## What you need to do:
Your task is to return the data below, word for word.

## Collection entries:
# # # # #
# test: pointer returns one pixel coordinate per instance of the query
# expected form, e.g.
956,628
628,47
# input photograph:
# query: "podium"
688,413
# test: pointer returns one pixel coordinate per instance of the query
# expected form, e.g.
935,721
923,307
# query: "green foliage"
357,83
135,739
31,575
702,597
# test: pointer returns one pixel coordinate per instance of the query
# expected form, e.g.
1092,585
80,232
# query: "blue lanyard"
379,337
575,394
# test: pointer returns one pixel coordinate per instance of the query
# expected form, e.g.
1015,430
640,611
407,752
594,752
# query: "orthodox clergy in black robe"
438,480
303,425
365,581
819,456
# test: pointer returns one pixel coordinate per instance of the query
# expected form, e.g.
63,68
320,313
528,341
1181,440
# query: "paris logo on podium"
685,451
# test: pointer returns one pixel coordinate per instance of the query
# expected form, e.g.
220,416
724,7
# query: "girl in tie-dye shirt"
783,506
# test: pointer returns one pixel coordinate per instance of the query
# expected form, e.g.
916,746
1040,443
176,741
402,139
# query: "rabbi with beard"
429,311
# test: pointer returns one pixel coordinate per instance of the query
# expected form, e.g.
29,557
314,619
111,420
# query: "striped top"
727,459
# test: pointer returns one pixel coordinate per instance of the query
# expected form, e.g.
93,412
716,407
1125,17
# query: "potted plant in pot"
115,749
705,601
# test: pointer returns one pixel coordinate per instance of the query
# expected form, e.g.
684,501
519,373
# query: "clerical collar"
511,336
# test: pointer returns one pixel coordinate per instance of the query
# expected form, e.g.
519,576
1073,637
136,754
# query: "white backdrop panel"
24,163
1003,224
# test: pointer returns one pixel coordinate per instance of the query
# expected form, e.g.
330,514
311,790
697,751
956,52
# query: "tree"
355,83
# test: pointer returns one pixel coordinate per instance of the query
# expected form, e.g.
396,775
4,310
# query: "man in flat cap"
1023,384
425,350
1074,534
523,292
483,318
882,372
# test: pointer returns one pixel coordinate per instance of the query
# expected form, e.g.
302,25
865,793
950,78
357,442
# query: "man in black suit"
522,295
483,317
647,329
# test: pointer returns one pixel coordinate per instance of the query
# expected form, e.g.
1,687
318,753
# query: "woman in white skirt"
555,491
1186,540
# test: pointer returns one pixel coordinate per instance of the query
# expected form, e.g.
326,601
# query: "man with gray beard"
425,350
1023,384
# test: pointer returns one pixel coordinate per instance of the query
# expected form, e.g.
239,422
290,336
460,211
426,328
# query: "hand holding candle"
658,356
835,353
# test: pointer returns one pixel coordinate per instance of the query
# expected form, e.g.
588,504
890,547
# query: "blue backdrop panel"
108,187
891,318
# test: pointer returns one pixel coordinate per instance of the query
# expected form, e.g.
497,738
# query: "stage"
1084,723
# # # # #
## Answer for the task:
# test: pointer returns one pixel coordinate per instance of the query
# expected form, e.g.
956,628
628,47
# input photograph:
# query: "podium"
688,413
# test: pointer returns one pixel coordinate per instance of the query
# expected form, e.g.
935,721
923,307
# query: "green foliage"
357,83
135,739
31,575
702,597
# test: pointer returns one pixel coordinate per instance of the query
# expected form, e.g.
1092,585
80,232
# query: "blue lanyard"
379,337
575,394
# test: pointer returns one pixel coordinate per instance of the query
# expected form, e.g.
1015,430
640,611
407,752
594,752
# query: "orthodox clergy in black robe"
438,480
303,425
365,581
819,456
# test: pointer returns one pixel coordinate per instance of the query
# expected form, e.g.
63,68
320,313
528,341
1181,440
# query: "paris logo on podium"
685,451
# test: pointer returns one pixel coordinate per instance of the query
# expected form, e.g.
220,416
724,7
# query: "girl in tie-dye shirt"
783,506
# test: pointer returns one pixel coordinate per instance of the query
# expected form, e.g.
916,746
1040,443
176,741
402,139
# query: "rabbi with beard"
429,311
# test: pointer returns one pixel coordinate per instance of the query
# expected form, e.g.
29,557
314,619
111,420
# query: "striped top"
727,459
# test: pointer returns one pixel coordinate per instance of the query
# expected form, e.g.
93,412
716,407
1125,17
# query: "potted plant in pot"
115,749
705,601
# test: pointer returns one pixel coordinate per instance of the query
# expected form, e.g.
684,501
519,373
# query: "clerical collar"
511,336
# test: pointer returns one pixel coordinate per instance of the query
# expected form, e.g.
519,576
1073,637
136,754
# query: "white backdrop panel"
24,163
1003,224
# test: pointer returns one pixel coordinate per instance of the query
# expected form, e.g.
330,514
311,790
697,751
956,52
# query: "tree"
355,83
# test: pointer returns one pixel coordinate per instance of the query
# expected form, e.g.
396,775
4,310
# query: "man in flat cap"
1023,384
425,350
1074,534
523,292
483,318
882,372
# test: pointer returns one pixel coordinate per instance of the query
# expected form, e.g.
302,25
865,793
950,78
357,442
# query: "man in black suit"
522,295
483,317
647,329
# test: pointer returns one pixel coordinate per instance of the query
# expected form, e.g.
1,687
318,753
# query: "woman in white skirt"
555,491
1186,540
# test: pointer returns one pixel coordinate per instance of the query
# expected form, e.g.
326,601
# query: "man with gray beard"
425,350
1023,384
# test: pointer returns one pixel coordinate per instance of the query
# expected form, e.g.
239,422
290,336
460,211
426,328
# query: "hand holding candle"
658,356
835,353
# test: pointer returns one pixel coordinate per instance of the query
# expected form, e.g.
588,504
890,547
# query: "blue backdrop panel"
108,187
891,318
# test: pointer returns one pixel coordinate per instance of the query
# expected form, e.g.
497,738
# query: "stage"
1084,723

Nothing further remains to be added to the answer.